* TASK INSTRUCTIONS: Print, please, the line that contains "Target: large terracotta pot" and each line after it to the end of the entries, unchanged and with nothing else.
[begin ENTRIES SHOWN]
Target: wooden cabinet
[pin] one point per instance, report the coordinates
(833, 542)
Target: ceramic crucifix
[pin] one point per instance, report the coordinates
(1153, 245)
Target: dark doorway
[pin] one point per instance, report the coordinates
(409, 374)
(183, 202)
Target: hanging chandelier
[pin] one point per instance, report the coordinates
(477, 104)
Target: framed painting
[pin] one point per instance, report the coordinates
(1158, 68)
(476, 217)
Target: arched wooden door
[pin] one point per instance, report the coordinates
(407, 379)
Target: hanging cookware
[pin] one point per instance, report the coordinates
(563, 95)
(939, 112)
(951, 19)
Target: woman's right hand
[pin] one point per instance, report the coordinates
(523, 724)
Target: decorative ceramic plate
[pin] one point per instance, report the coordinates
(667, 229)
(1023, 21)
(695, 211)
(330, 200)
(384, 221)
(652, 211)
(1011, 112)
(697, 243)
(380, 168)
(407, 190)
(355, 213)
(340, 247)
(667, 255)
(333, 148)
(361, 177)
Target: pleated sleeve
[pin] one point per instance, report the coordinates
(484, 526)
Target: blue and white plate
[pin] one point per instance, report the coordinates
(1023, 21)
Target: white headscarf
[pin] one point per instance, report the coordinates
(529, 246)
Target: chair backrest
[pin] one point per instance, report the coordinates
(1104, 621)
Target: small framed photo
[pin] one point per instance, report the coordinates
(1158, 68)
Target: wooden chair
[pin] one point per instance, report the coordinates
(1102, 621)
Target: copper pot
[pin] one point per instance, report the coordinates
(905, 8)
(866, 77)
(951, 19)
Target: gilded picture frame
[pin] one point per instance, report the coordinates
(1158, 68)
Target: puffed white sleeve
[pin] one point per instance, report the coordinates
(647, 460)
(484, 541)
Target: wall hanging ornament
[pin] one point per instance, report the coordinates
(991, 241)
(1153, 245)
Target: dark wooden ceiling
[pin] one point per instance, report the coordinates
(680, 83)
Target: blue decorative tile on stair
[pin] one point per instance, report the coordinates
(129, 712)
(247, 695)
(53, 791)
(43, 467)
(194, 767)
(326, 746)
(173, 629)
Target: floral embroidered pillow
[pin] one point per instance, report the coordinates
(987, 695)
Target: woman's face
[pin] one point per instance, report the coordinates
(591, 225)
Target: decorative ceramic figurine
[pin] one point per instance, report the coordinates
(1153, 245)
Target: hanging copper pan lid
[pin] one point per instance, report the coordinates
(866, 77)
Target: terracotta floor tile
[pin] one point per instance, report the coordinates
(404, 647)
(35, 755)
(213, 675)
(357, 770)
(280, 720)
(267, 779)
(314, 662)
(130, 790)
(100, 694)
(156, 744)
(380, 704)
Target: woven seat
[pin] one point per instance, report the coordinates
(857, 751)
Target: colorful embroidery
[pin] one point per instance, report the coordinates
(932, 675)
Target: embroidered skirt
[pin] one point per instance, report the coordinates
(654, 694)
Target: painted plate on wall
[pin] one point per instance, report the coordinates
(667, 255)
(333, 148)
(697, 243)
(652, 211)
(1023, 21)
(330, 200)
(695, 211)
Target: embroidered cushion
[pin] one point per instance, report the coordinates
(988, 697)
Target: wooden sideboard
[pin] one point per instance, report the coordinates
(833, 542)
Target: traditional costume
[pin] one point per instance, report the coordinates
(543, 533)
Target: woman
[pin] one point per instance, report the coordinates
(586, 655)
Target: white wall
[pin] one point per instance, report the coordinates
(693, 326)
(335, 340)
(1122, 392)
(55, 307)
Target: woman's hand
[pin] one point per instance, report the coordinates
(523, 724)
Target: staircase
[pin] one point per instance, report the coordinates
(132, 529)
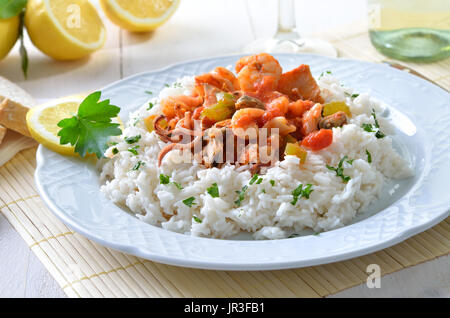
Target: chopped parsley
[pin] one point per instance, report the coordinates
(138, 165)
(189, 201)
(253, 179)
(132, 140)
(369, 156)
(369, 127)
(241, 195)
(90, 129)
(133, 150)
(340, 170)
(301, 192)
(213, 190)
(164, 179)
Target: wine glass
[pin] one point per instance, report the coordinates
(287, 39)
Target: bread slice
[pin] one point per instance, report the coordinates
(14, 105)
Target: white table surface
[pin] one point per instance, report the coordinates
(198, 29)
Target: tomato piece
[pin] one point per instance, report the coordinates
(318, 140)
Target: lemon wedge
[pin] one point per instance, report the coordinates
(139, 15)
(42, 122)
(64, 29)
(9, 31)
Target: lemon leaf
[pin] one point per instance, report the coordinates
(89, 131)
(11, 8)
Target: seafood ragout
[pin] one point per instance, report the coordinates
(288, 106)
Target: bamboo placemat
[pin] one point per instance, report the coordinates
(85, 269)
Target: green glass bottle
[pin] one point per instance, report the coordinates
(411, 30)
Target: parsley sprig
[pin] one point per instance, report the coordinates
(340, 170)
(90, 129)
(213, 190)
(301, 192)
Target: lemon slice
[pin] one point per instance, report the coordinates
(42, 122)
(139, 15)
(9, 31)
(64, 29)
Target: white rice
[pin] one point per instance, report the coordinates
(266, 210)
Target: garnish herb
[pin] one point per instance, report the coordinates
(213, 190)
(177, 185)
(369, 127)
(369, 156)
(241, 195)
(253, 179)
(90, 129)
(133, 150)
(138, 165)
(300, 192)
(164, 179)
(132, 140)
(189, 201)
(340, 170)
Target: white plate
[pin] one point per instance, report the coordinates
(421, 112)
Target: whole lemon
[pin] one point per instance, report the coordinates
(64, 29)
(9, 31)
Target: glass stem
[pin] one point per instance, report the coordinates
(286, 21)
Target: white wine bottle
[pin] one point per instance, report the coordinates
(411, 30)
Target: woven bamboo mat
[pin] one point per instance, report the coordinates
(85, 269)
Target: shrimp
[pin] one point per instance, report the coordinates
(300, 84)
(277, 107)
(221, 78)
(176, 106)
(258, 73)
(310, 119)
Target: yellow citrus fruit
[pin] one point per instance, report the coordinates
(139, 15)
(9, 31)
(42, 122)
(64, 29)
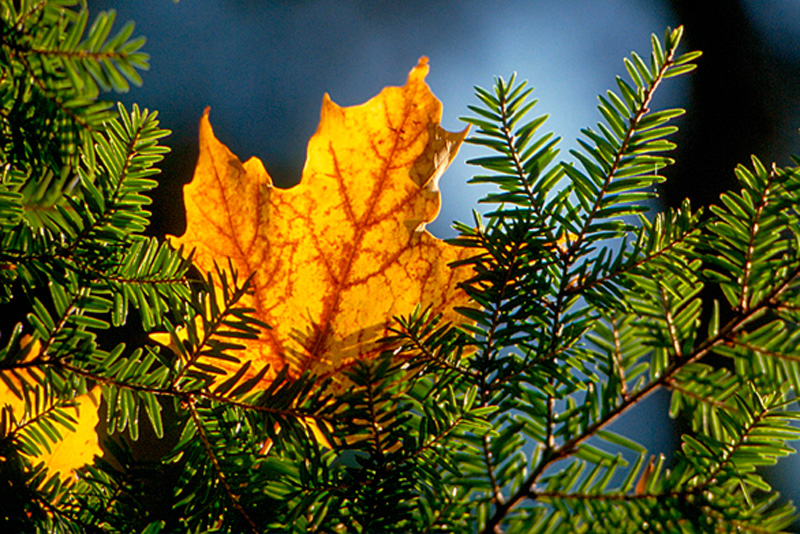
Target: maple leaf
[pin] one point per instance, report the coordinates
(335, 257)
(77, 447)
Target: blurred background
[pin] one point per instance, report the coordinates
(263, 67)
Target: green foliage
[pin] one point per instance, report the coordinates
(587, 304)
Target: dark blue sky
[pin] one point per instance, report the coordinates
(263, 67)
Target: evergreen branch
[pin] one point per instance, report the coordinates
(568, 446)
(233, 497)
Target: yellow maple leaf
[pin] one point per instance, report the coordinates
(77, 447)
(337, 256)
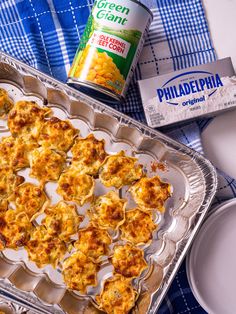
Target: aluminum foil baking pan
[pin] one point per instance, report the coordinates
(192, 177)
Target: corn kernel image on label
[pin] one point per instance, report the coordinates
(110, 46)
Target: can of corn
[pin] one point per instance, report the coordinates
(110, 47)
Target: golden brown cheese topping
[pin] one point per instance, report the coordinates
(138, 227)
(57, 134)
(8, 181)
(62, 220)
(74, 186)
(93, 242)
(79, 272)
(26, 119)
(30, 199)
(128, 260)
(88, 154)
(151, 193)
(118, 296)
(46, 164)
(45, 249)
(15, 229)
(3, 205)
(119, 170)
(14, 152)
(6, 103)
(108, 211)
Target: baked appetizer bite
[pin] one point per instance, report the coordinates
(46, 164)
(44, 249)
(15, 228)
(8, 181)
(76, 187)
(88, 154)
(62, 220)
(151, 193)
(3, 205)
(138, 227)
(79, 272)
(30, 199)
(128, 261)
(6, 103)
(119, 170)
(118, 296)
(14, 152)
(108, 211)
(93, 242)
(26, 119)
(57, 134)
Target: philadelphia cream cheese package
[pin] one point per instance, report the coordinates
(204, 90)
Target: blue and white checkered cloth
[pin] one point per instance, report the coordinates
(45, 34)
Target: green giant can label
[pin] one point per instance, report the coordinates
(110, 46)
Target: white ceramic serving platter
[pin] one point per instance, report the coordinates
(211, 263)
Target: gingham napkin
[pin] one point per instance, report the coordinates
(45, 34)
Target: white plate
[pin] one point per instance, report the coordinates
(219, 142)
(220, 136)
(211, 263)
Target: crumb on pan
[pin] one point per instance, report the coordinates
(138, 227)
(88, 154)
(77, 187)
(79, 272)
(57, 134)
(15, 228)
(26, 119)
(118, 296)
(44, 249)
(151, 193)
(46, 164)
(93, 242)
(108, 211)
(62, 220)
(30, 199)
(128, 260)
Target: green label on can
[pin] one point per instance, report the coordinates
(110, 44)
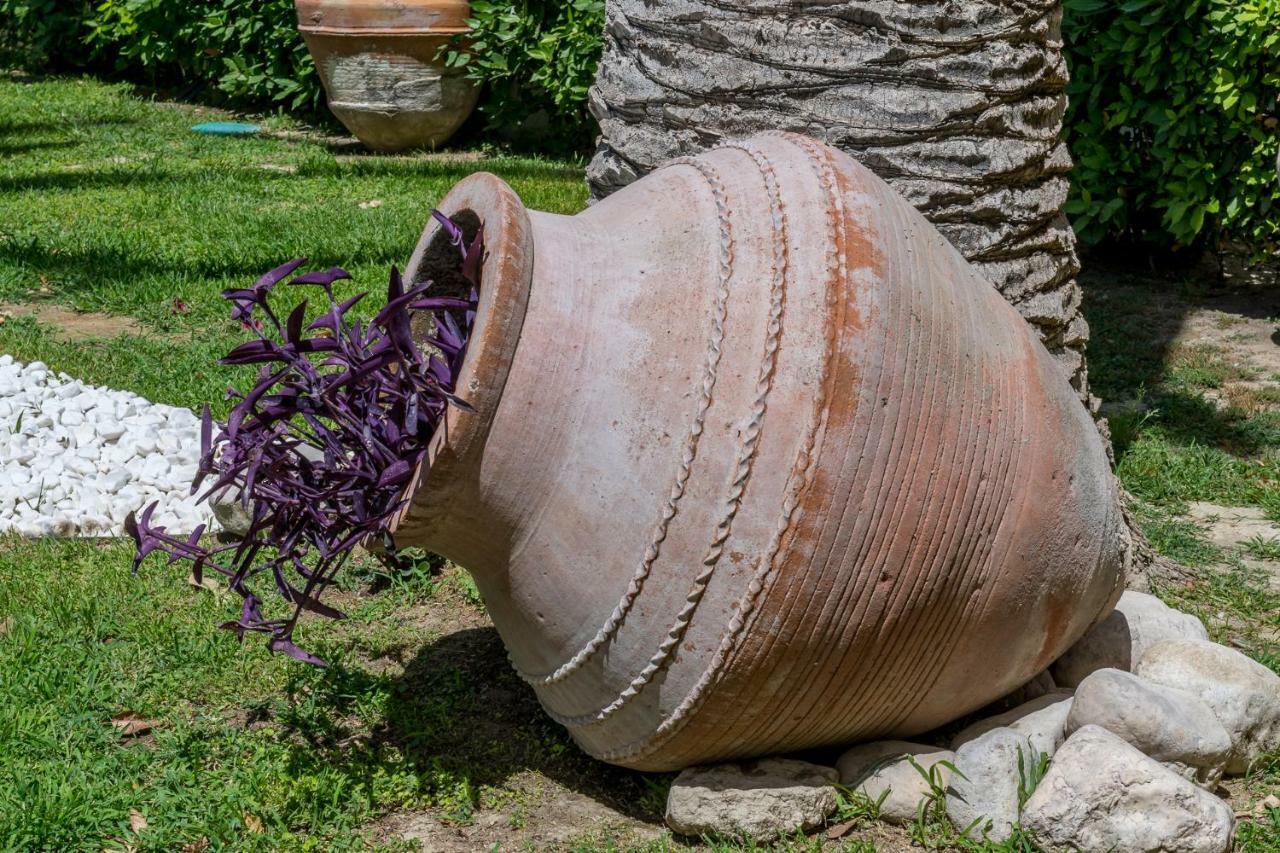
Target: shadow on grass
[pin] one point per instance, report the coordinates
(460, 720)
(1134, 318)
(35, 128)
(82, 270)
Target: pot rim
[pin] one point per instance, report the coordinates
(383, 17)
(506, 276)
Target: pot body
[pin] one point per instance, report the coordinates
(759, 464)
(378, 60)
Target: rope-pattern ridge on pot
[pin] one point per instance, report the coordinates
(798, 480)
(725, 263)
(745, 456)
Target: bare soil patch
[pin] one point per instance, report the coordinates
(72, 324)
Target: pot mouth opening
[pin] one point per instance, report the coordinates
(506, 274)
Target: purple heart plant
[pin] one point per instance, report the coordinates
(323, 447)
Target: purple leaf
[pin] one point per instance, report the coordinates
(323, 445)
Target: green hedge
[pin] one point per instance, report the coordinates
(240, 53)
(1173, 118)
(535, 56)
(1173, 121)
(538, 59)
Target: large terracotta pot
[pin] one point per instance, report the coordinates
(759, 464)
(378, 60)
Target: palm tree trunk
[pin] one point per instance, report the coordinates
(958, 104)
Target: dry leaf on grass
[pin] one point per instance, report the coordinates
(131, 725)
(206, 583)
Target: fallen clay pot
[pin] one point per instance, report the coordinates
(757, 463)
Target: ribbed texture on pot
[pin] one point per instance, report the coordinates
(772, 469)
(958, 105)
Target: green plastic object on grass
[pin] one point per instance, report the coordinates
(225, 128)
[end ENTRIES SHOWN]
* WRITTEN ANSWER:
Target: large terracotta pot
[pin] one point per instance, report the coordinates
(759, 464)
(378, 60)
Target: palm tree trunk
[pin] one point per instance, report the coordinates
(958, 104)
Target: dry leaf on grass
[pin] one point per instance, report the coordinates
(131, 725)
(206, 583)
Target: fallen clay pot
[pin] one point per instance, report the coordinates
(757, 463)
Target: ribbed texture on pot
[pin] one point per instance, report the coordinates
(772, 469)
(958, 105)
Target: green plastic object on grass
[pin] one point per instance, report the coordinates
(225, 128)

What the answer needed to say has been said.